◆ PASSAGE SHOWN ◆
The NZMP portfolio includes ingredients such as whole milk powder, skim milk powder, proteins, cheese and dairy fat. Algeria – a key market for NZMP – is New Zealand’s third largest export market for dairy products and the second largest importer of milk powder in the entire world, he said.  

New Zealand’s exports into Africa were around $1.9 billion in 2016, with $1.6 billion of that dairy. Dairy exports into Africa accounted for around 14 percent of New Zealand’s dairy exports, up from 10 percent around 10 years ago.  

“To give you an idea, the amount of New Zealand dairy ingredients we import into Africa is equivalent to the entire milk solid pool of the Bay of Plenty region,” said Hosking.

While there is domestic dairy farming in many countries, Hosking said there is “always going to be a significant delta between production and consumption and that’s very much where Fonterra and the New Zealand dairy industry can work with customers to fill that gap.”

He said shipping product into Africa was more viable than developing local milk pools, in particular given the seasonal nature of the industry.

One of NZMP’s biggest challenges, however, is distance, he said. In some cases, it can take up to three months to get dairy products from a port in New Zealand into the hands of one of its customers.  In a bid to compete with Europe, given you can “practically swim to Algeria from Spain or Morocco” NZMP uses Dubai as a warehousing hub, he said.

Key for NZMP’s success has been innovation, said Hosking. It has focused on drilling down into what its customers want and then looking to fill those needs. In Algeria, for example, there is high demand for milk powder that dissolves quickly. The end result, after more than 3,000 tests, was the so-called Gold Instant Whole Milk Power, a product with a fast, easy reconstitution.  “It’s really important for a brand owner to have some differentiation in the market. Here is a product that will dissolve and disperse easily in any format,” he said.

NZMP has also developed milk power for use in artisanal yoghurt while in Egypt, where butter is hawked in open-air markets in temperatures that hover in the high 40s. Significant effort has focused on ensuring NZMP’s butter retains its functionality. “It’s not melting, it’s not liquid in those markets,” he said.

◆ PROMPT 1 ◆
In the passage on NZMP's dairy exports, replace "Africa" with "North Africa" and reproduce the text between "New Zealand’s exports" and "10 years ago.", inclusive.
◆ PROMPT 2 ◆
Continue the passage on NZMP's dairy exports to Africa from its final sentence.

◆ SUPPLIED RECORDS ◆
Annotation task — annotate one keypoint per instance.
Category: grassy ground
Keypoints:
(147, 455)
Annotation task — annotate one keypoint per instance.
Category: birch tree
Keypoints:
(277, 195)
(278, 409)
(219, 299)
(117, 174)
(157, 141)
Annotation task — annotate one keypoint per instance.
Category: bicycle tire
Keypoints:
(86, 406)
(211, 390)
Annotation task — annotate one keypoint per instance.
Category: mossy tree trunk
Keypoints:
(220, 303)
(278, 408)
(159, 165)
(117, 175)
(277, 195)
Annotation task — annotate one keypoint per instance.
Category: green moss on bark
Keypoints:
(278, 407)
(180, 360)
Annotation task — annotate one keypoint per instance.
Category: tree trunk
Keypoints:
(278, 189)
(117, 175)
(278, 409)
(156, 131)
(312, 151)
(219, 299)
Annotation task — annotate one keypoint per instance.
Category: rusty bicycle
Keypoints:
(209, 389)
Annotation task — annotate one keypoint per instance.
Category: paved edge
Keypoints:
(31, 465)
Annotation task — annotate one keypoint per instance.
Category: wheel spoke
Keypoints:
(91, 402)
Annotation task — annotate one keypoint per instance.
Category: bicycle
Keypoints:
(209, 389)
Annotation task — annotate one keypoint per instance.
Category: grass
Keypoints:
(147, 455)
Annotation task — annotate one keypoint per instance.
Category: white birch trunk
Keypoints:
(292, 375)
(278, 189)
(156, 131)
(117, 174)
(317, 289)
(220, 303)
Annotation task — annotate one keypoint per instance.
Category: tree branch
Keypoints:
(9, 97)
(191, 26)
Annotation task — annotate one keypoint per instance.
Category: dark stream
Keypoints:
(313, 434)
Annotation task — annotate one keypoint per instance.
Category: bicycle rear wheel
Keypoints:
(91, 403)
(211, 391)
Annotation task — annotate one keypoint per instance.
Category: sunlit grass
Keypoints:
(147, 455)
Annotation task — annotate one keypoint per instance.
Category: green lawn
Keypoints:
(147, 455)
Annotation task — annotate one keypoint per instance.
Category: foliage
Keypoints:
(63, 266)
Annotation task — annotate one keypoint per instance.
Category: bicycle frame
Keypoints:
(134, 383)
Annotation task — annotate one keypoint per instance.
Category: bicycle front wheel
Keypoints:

◆ RESPONSE 1 ◆
New Zealand’s exports into North Africa were around $1.9 billion in 2016, with $1.6 billion of that dairy. Dairy exports into North Africa accounted for around 14 percent of New Zealand’s dairy exports, up from 10 percent around 10 years ago.

◆ RESPONSE 2 ◆
“It’s very important from a business continuity standpoint that we are looking to grow trade and dairy ingredients and innovation in those markets, much more broadly than with a single or two market focus,” he said.

Products are developed at Fonterra’s research and development facility in Palmerston North, where “our PhDs are crawling over every aspect of milk,” he said.  "We then go to our customers in-market and provide them with products to touch, taste, feel and trial at their manufacturing sites."

NZMP is seeing significant growth in categories such as cheese, UHT milk and consumer milk powders throughout Africa.  According to Hosking, in sub-Saharan African alone the consumer milk powder category is expected to grow at 13 percent between now and 2019 “so it’s really important that we are not just defending our leading market position in supplying ingredients to those brand owners, but that we are innovating and adapting to those customer needs,” he said.  

Thousands of languages and getting a handle on dozens of regulatory regimes as well as geopolitics has also thrown up challenges, with some countries difficult to even visit, particularly in Central Africa. There are also fiscal challenges and while "that volatility has gotten better over the years, certainly it creates challenges to do business in Africa,” he said.

Hosking said a key challenge over the past 12 to 18 months has been things like the depreciation of local currencies, in countries like Nigeria and Egypt, for example. “We make sure we are working very much hand-in-hand with our customers to try and mitigate as much of that risk as much as possible."

NZMP has offices in Algeria, Nigeria and Egypt and a joint venture in South Africa. Its aim is to “make sure we are not just learning about challenging situations through our customers but also through direct relationships we have in those markets,” he said. NZMP aims to interact with banks, port authorities, and veterinary authorities among others on any challenges around imports or regulatory changes.